* [抜粋]:
カジュアルゲームからAAAタイトルまで、多様化と細分化が進んでいるゲーム業界。開発規模も年々拡大しており、開発体制の効率化は永遠のテーマだ。こうした事情から近年のゲーム業界では複数社間での分散開発が急増しているが、それにはひとつの課題がある。開発中のファイルやプロジェクトフォルダの受け渡し方法だ。ゲームグラフィックス制作に特化したキャラバンズも課題に直面した企業のひとつ。わずか5年の社歴ながら、『ゼルダの伝説 ブレス オブザ ワイルド』(SW)、『ドラゴンクエストXI 過ぎ去りし時を求めて』(PS4)など、数々の人気タイトルの制作にかかわってきた同社が、とあるプロジェクトでの経験を語る。情報システム管理を担当する小畑英樹氏は「ネットワーク経由でデータを転送したところ原因不明のエラーが頻出し、完全データを入手するだけで、都合1ヶ月くらい消費したことがあった」と振り返った。

  • 小畑英樹氏(情報システム管理)

背景にあるのが、バージョン管理ツールとゲームエンジンの普及がもたらしたプロジェクトデータの肥大化だ。複数社間で協業を行うには、開発環境の均質化と綿密なバージョン管理が欠かせない。しかし、管理用の中間ファイルが数十万個も作られるようになった結果、修正時に関連データをまとめて転送する手法が一般化した。人為的ミスを避けるためだが、データコピーだけでかなりの時間が取られるようになったのだ。

特に同社ではクライアントPCに作業データを置かず、サーバ上にMayaのシーンファイルなどのデータを集約させたまま、必要に応じて各々のアーティストがアクセスし、開発を進める手法を採用している。そのため開発の初期段階では数TBものデータをやりとりすることがあり、コピー時間がボトルネックになっているという。

同社でシニアデジタルアーティストを務める齋藤光司氏は「こうした問題はゲーム業界だけにとどまらない」と警鐘を鳴らす。自動車・建築・映像業界など、リアルタイムCGの需要拡大と共に、今やゲームエンジンは様々な業界に普及しつつある。肥大化するデータの転送は大きな課題となっているのだ。

  • 齋藤光司氏(シニアデジタルアーティスト))

今回検証された「Samsung SSD 960 PRO M.2」(以下、960 PRO)は、そのための解決策のひとつになり得ると小畑氏は語る。「動画ファイルなどとちがい、ゲームエンジンのプロジェクトフォルダは、数十万個もの細かいファイルで構成されています。こうした条件下でのデータ転送はランダムアクセスが中心となり、SSDといえども速度が出にくい状況です。しかし960 PROではHDDと比べ転送速度が3~5倍も向上しており、驚かされました。ランダムアクセスに強い製品特性がうかがえます。ただしポータブルストレージを含め、SSDだけで構成する必要があるので、その点は注意が必要ですね」(小畑氏)。

「作品のクオリティを上げるにはトライ&エラーの回数を増やすことが重要で、そのためには開発環境のボトルネックを常に意識し、改善していくことが重要です」と分析する齋藤氏。ボトルネックの正体は各社で異なるが、ネットワーク速度、インターフェイスの規格、CPUやGPUなど、様々な要因が存在する中、新たにストレージの存在がクローズアップされてきた。少なくともHDDを安価だからという理由で使用する時代は、そろそろ終わりかけているといえそうだ。

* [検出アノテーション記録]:

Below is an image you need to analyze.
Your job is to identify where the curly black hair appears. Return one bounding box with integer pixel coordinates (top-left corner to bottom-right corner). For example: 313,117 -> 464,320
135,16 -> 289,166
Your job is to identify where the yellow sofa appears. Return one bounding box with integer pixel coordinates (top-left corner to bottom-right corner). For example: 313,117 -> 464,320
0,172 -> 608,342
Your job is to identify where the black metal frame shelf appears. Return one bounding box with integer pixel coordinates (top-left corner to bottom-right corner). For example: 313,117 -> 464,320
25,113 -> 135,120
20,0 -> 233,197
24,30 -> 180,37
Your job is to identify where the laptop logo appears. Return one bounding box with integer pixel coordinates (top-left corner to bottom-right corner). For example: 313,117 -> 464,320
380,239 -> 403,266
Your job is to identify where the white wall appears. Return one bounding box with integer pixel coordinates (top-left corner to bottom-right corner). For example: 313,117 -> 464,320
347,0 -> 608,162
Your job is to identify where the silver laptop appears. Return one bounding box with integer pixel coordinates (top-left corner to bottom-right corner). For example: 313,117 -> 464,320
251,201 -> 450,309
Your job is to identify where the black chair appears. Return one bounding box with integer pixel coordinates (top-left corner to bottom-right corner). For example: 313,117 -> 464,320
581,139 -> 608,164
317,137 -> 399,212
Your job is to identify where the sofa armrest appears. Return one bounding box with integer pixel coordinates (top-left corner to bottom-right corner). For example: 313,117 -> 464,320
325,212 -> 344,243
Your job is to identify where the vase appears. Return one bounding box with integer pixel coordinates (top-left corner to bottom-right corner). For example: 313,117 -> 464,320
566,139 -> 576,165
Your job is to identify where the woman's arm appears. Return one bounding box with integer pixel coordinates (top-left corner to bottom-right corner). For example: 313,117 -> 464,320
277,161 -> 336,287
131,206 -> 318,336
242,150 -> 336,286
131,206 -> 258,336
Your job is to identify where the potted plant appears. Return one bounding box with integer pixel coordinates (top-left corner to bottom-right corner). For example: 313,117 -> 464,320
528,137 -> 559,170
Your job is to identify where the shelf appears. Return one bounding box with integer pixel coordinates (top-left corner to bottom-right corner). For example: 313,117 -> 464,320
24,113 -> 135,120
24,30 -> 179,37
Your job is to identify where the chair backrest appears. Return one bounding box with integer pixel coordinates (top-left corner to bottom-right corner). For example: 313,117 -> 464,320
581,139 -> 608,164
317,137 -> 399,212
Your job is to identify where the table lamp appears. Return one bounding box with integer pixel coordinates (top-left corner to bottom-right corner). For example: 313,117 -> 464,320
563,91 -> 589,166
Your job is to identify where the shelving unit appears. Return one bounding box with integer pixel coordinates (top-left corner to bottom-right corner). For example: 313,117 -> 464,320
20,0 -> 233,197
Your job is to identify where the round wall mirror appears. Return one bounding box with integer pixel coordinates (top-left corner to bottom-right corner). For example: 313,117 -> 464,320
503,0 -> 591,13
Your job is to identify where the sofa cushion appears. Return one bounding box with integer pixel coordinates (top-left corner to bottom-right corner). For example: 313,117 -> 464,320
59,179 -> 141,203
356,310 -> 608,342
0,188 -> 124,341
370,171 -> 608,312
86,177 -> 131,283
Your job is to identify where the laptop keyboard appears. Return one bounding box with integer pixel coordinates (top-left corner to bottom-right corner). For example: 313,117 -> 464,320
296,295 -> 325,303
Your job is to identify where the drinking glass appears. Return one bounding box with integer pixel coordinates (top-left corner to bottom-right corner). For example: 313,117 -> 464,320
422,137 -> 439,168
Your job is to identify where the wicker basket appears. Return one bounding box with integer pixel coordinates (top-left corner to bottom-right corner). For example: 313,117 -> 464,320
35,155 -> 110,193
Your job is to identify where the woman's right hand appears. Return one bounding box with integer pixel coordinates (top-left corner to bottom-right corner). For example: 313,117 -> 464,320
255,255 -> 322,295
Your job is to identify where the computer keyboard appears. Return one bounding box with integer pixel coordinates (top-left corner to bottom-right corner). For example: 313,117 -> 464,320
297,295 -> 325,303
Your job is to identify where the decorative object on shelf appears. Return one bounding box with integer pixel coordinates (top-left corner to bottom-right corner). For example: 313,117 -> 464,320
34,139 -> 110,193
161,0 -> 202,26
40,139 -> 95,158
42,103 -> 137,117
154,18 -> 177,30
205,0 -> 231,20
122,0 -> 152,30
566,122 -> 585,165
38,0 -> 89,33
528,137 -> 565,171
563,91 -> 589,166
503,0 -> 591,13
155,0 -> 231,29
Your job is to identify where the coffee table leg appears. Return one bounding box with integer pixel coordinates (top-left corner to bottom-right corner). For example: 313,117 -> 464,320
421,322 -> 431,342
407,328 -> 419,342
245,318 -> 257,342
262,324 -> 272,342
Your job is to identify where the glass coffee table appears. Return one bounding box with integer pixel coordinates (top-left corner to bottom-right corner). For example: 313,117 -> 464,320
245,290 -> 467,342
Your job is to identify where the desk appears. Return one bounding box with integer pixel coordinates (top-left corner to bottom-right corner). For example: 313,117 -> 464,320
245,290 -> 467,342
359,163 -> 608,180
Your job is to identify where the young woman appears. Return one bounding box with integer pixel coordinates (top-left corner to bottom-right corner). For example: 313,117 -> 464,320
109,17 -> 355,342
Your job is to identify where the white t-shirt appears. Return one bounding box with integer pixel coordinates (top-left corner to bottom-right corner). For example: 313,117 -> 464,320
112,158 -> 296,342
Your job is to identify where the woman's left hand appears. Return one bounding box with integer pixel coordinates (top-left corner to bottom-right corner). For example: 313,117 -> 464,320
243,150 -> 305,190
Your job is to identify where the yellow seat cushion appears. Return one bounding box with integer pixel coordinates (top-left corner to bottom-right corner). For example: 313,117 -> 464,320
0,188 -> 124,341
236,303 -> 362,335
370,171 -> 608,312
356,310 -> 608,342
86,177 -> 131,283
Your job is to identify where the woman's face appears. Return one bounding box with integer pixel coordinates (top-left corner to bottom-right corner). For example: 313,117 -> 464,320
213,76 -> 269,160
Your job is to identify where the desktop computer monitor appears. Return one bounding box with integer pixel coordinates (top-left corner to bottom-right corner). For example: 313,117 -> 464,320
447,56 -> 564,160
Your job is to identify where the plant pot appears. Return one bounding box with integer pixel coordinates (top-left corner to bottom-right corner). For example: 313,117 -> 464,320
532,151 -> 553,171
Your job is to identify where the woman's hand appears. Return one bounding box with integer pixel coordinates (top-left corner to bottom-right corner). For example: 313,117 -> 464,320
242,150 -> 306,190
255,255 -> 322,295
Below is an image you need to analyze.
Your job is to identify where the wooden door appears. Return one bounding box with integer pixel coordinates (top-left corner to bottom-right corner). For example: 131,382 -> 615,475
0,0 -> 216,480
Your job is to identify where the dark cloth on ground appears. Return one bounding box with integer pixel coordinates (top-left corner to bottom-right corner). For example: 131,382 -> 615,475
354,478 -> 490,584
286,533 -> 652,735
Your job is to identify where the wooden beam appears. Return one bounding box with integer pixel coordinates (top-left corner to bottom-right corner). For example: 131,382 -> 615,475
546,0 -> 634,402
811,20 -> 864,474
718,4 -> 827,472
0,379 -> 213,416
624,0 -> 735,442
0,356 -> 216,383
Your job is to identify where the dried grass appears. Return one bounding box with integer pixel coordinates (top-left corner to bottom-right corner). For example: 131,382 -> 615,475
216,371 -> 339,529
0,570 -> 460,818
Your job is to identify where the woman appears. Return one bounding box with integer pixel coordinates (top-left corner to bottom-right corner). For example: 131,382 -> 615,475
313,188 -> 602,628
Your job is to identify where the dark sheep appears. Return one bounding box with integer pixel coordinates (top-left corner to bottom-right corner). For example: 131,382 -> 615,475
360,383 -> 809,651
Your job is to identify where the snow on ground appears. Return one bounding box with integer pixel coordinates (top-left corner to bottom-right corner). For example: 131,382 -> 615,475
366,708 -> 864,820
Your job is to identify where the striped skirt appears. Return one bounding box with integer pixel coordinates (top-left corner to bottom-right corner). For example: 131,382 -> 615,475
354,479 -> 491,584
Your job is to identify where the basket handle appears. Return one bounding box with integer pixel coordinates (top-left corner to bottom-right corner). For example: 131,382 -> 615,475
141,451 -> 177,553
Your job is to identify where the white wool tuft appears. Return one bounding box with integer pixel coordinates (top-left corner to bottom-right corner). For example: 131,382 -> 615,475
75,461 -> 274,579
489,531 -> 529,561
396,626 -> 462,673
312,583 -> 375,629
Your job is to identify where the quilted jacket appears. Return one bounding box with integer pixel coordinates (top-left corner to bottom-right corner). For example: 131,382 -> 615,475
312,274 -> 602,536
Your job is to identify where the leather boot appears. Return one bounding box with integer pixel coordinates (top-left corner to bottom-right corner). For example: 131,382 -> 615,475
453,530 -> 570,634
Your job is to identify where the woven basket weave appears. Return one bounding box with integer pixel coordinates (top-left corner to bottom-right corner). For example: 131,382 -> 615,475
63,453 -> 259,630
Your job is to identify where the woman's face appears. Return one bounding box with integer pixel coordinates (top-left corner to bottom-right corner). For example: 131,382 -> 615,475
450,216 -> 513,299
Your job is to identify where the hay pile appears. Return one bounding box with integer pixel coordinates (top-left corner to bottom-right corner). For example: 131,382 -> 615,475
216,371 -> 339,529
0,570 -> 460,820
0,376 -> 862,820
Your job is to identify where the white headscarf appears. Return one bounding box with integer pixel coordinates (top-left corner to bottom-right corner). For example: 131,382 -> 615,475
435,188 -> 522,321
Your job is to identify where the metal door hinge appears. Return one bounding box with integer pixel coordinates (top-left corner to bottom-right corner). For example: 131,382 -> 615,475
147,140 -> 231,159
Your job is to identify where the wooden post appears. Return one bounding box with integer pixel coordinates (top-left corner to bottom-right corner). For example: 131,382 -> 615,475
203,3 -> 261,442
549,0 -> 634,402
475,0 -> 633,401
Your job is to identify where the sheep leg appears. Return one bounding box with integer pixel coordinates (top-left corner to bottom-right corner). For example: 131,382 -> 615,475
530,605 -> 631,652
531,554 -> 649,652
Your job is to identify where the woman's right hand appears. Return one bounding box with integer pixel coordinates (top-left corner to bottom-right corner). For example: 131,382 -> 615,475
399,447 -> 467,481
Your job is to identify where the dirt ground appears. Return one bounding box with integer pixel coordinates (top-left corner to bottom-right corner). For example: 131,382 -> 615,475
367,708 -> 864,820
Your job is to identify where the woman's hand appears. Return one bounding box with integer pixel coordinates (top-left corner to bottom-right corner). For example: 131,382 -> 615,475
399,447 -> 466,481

* [実施事項]:
**a.** ゲーム開発のデータ転送に関する文章で、ゲームエンジンが普及しつつあるとされるゲーム以外の業界をすべて挙げよ。
**b.** ゲーム開発のデータ転送に関する文章によると、960 PROの転送速度はHDDと比べてどれだけ向上したか。
**c.** ゲーム開発のデータ転送に関する文章の最後の文のあとから、続きを書いてください。
この資料は今回の作業では使わない。

* [回答]:
**a.** 自動車業界、建築業界、映像業界

**b.** 3~5倍向上した。

**c.**
  • キャラバンズ
    デザインワークを通して「感動体験」を届けるクリエイティブスタジオ。2D/3DCG、ドット、演出等ゲームグラフィックス受託制作及びオリジナルコンテンツ企画、制作、販売を行う。
    www.charabans.co.jp

HDDの有無で転送時間が3~5倍も変化


※本検証では、SATA SSD→Samsung SSD 850 EVO(以下、850 EVO)、NVMe SSD→960 PRO、pSSD→Samsung Portable SSD T3(以下、T3)を使用。
 PCホスト側がUSB3.1 Gen1環境につきT3を使用したが、現行モデルとしてUSB3.1 Gen2(10Gbps) 対応の新モデル「T5」が販売されている。「T5」製品情報はこちら

※動作検証環境:TSUKUMO BTOパソコン
G-GEAR GA7J-H91/T(CPU:Core i7-7700 / マザーボード:ASUS PRIME H270-PLUS / メモリー:16GB / グラフィック:NVIDIA GeForce GTX1070)

今回の検証ではデータ用ストレージに「HDD」、「SATA SSD」、「NVMe SSD」、外部ストレージに「pHDD」、「pSSD」の計5種類を用意し、サイズが異なる2つのUnreal Engine 4 向けプロジェクトデータを用いて、各内蔵ストレージとポータブルストレージ間での転送速度を計測した。接続インターフェイスはpHDDとpSSD がUSB3.1 Gen1 (5Gbps)、HDD とSATA SSD がSATA3(6Gbps)、NVMe SSD がPCIe3.0x4NVMe1.2(32Gbps)となっている。規格だけを考えればNVMe SSD以外は大差はないように思えるが、これは理論値に過ぎないことに注意して欲しい。検証結果からわかるように、pHDD、HDDが加わると一気に転送時間が必要になることがわかった。これはHDDのアクセスが物理的に行われるのに対して、SSDは電気的に読み書きが行われることに起因している。また、pSSDとNVMe SSDの組み合わせが最も転送時間が短く、pHDDとHDDとの比較で最大3~5倍も時間が短縮されることがわかった。SSDは一般的に長期間使い続けると速度が低下してくるが、960 PROは長期間データの読み書きを行なっても速度が低下しにくいという特性もある。普段扱うデータの特徴を考え、ストレージの選定に活かしてほしい。

製品情報

>Samsung SSD 960 PRO
>Samsung SSD 960 EVO
>Samsung SSD 850 PRO
>Samsung portable SSD T5



※製品保証は、期間もしくは各容量毎に定められたTBWしきい値に到達した日の、いずれか短い期間までとなります。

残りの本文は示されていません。